━━━ Given data
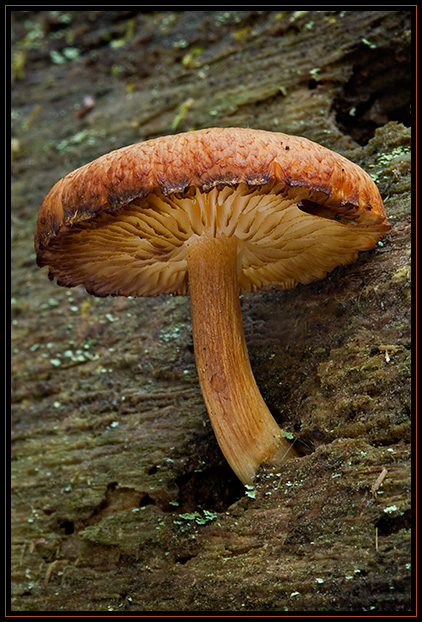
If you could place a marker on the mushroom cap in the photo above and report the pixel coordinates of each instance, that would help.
(119, 224)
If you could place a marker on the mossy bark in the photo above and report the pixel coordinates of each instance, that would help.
(120, 497)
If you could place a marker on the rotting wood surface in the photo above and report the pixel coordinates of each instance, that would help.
(120, 498)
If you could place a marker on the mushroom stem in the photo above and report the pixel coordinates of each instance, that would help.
(245, 429)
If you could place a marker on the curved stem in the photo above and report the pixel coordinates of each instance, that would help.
(245, 429)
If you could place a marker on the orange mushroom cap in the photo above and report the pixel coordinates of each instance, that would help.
(119, 224)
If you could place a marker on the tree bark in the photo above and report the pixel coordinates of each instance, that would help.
(120, 497)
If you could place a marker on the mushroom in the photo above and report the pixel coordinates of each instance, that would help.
(211, 213)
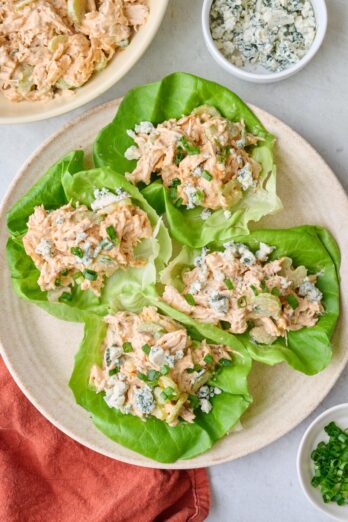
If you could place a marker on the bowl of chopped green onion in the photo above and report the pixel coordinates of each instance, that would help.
(322, 462)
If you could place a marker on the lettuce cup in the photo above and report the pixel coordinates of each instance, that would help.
(197, 153)
(163, 389)
(276, 290)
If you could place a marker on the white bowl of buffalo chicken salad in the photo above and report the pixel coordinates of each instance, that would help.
(263, 41)
(56, 55)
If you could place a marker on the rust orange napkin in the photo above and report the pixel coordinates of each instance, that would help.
(46, 476)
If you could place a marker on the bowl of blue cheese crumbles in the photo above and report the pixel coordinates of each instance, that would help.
(263, 40)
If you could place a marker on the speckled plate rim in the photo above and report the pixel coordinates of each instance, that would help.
(205, 459)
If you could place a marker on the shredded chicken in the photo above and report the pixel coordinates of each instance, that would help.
(152, 367)
(80, 246)
(202, 158)
(246, 292)
(53, 46)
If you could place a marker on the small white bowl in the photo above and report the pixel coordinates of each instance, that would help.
(305, 468)
(320, 12)
(121, 63)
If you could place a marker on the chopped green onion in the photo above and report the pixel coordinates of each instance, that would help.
(254, 289)
(77, 251)
(66, 297)
(179, 157)
(111, 232)
(146, 349)
(206, 175)
(168, 393)
(78, 277)
(173, 193)
(188, 147)
(264, 287)
(196, 368)
(275, 291)
(91, 275)
(229, 284)
(194, 401)
(208, 358)
(153, 375)
(242, 302)
(225, 325)
(331, 465)
(225, 362)
(190, 299)
(293, 302)
(127, 347)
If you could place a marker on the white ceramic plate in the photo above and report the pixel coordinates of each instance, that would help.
(118, 67)
(305, 468)
(39, 349)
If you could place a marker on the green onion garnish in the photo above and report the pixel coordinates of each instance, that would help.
(66, 297)
(225, 325)
(190, 299)
(77, 251)
(229, 284)
(178, 203)
(194, 401)
(153, 375)
(293, 302)
(168, 393)
(176, 182)
(78, 277)
(331, 466)
(173, 193)
(111, 232)
(264, 287)
(127, 347)
(188, 147)
(179, 157)
(196, 368)
(208, 358)
(91, 275)
(254, 289)
(225, 362)
(206, 175)
(146, 349)
(275, 291)
(242, 302)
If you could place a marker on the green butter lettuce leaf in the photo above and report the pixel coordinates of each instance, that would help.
(63, 183)
(154, 438)
(174, 96)
(307, 350)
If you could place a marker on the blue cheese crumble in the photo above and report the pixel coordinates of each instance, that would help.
(274, 34)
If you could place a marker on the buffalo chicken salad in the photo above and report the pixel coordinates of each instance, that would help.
(76, 245)
(203, 159)
(49, 47)
(151, 366)
(244, 291)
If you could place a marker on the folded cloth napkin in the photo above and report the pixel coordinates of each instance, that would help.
(46, 476)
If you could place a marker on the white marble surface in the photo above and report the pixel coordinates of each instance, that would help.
(262, 486)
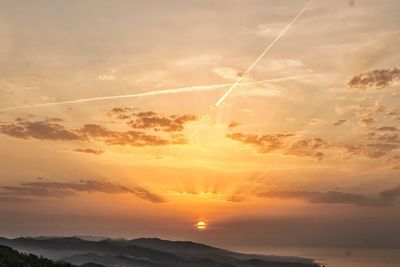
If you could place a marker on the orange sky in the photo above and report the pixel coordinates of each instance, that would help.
(311, 134)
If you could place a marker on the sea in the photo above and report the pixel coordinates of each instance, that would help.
(336, 257)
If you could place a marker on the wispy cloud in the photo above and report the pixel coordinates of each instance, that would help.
(377, 78)
(40, 189)
(383, 199)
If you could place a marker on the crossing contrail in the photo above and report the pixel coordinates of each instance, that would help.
(197, 88)
(249, 69)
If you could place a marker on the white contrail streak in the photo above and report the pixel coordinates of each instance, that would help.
(188, 89)
(263, 54)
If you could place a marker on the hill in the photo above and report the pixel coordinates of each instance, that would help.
(12, 258)
(145, 252)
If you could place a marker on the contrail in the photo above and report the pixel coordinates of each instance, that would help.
(188, 89)
(263, 54)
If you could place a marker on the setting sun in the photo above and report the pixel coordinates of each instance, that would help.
(201, 225)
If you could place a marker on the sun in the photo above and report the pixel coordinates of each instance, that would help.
(201, 225)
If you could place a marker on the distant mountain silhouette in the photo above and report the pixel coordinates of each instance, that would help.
(145, 252)
(12, 258)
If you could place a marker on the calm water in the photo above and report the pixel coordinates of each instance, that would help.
(339, 257)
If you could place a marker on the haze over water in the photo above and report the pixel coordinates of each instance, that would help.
(236, 123)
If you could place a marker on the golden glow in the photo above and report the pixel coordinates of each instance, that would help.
(201, 225)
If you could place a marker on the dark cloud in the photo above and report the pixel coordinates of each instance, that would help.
(387, 129)
(149, 129)
(272, 142)
(263, 143)
(233, 124)
(383, 199)
(47, 129)
(66, 189)
(340, 122)
(89, 151)
(131, 138)
(152, 120)
(8, 199)
(308, 148)
(391, 193)
(366, 122)
(372, 150)
(376, 78)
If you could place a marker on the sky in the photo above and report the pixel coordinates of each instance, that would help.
(305, 150)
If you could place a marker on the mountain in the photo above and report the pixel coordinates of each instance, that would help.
(12, 258)
(145, 252)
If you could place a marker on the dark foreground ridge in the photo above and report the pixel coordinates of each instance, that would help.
(142, 252)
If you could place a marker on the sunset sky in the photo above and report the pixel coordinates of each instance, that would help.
(304, 151)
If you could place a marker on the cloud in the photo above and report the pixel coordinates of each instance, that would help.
(391, 193)
(340, 122)
(173, 123)
(370, 150)
(313, 121)
(233, 124)
(383, 199)
(106, 77)
(89, 151)
(228, 73)
(387, 129)
(152, 120)
(376, 78)
(149, 129)
(308, 148)
(278, 142)
(67, 189)
(263, 143)
(48, 129)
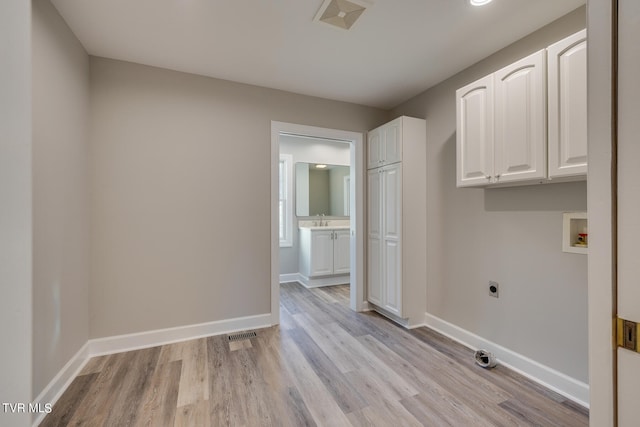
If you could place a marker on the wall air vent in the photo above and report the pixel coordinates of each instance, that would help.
(341, 13)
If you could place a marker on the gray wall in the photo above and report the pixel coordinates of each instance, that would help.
(181, 195)
(308, 151)
(512, 236)
(60, 194)
(15, 213)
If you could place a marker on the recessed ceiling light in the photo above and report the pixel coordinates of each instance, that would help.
(479, 2)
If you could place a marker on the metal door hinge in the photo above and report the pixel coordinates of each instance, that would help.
(627, 335)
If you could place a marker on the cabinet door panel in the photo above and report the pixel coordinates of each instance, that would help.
(374, 148)
(567, 70)
(374, 271)
(520, 150)
(392, 277)
(341, 249)
(374, 202)
(392, 201)
(374, 236)
(321, 253)
(474, 136)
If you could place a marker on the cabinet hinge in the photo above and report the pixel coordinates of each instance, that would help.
(627, 334)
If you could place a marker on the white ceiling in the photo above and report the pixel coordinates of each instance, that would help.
(397, 49)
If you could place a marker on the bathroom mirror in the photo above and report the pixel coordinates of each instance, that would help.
(322, 189)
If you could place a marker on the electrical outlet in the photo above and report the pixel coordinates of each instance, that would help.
(494, 288)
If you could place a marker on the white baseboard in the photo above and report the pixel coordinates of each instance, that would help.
(289, 277)
(137, 341)
(310, 283)
(52, 392)
(121, 343)
(565, 385)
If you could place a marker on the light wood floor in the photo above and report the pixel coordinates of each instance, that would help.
(324, 365)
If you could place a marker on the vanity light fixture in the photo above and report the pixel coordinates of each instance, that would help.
(479, 2)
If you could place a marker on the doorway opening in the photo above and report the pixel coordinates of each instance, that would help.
(353, 205)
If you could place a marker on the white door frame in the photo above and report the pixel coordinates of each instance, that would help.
(356, 143)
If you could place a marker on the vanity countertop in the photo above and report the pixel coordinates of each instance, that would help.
(325, 227)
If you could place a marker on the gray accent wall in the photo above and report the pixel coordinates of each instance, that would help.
(510, 235)
(60, 194)
(180, 206)
(16, 207)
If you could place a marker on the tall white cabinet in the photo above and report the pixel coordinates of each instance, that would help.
(526, 123)
(396, 220)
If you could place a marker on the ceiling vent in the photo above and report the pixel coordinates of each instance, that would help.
(341, 13)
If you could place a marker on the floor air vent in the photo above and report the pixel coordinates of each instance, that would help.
(242, 336)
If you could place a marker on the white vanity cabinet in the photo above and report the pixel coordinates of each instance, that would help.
(396, 228)
(324, 252)
(525, 123)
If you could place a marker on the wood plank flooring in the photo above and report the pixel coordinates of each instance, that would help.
(323, 366)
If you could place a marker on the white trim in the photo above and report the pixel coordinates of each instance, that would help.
(52, 392)
(356, 142)
(404, 322)
(565, 385)
(310, 283)
(289, 277)
(140, 340)
(287, 159)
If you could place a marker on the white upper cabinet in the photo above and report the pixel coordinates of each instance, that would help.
(520, 120)
(567, 70)
(385, 144)
(474, 139)
(525, 123)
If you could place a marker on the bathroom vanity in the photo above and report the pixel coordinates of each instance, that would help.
(324, 255)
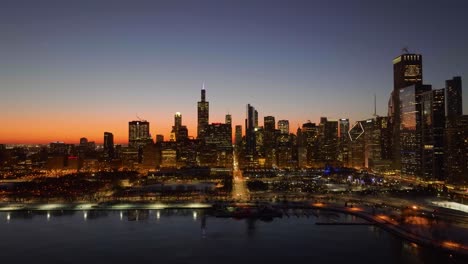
━━━━━━
[Stated task]: Please return each line of the data that contains the word "water", matching case exactly.

[Output]:
If you could place a marker on the calm water in the photo above and report the pixel coordinates of each instance, that would help.
If you could place a marker on the haze over water in the photo above and report the pixel coordinates of each instance, that would help.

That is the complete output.